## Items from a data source
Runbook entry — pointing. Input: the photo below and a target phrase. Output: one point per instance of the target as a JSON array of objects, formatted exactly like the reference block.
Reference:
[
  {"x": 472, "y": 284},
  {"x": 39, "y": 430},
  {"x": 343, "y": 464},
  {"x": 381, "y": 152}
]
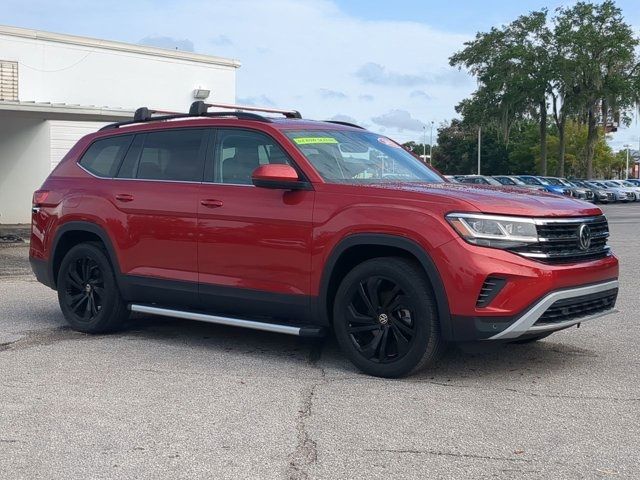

## Your objective
Each entry is to be written out again word for word, and any pictures are to be omitted.

## Answer box
Runbook entry — pointing. Input: the photo below and a target phrase. Output: one point per instance of the target as a JSON array of objects, formatted exactly like the reference block.
Reference:
[
  {"x": 472, "y": 284},
  {"x": 39, "y": 430},
  {"x": 343, "y": 464},
  {"x": 381, "y": 152}
]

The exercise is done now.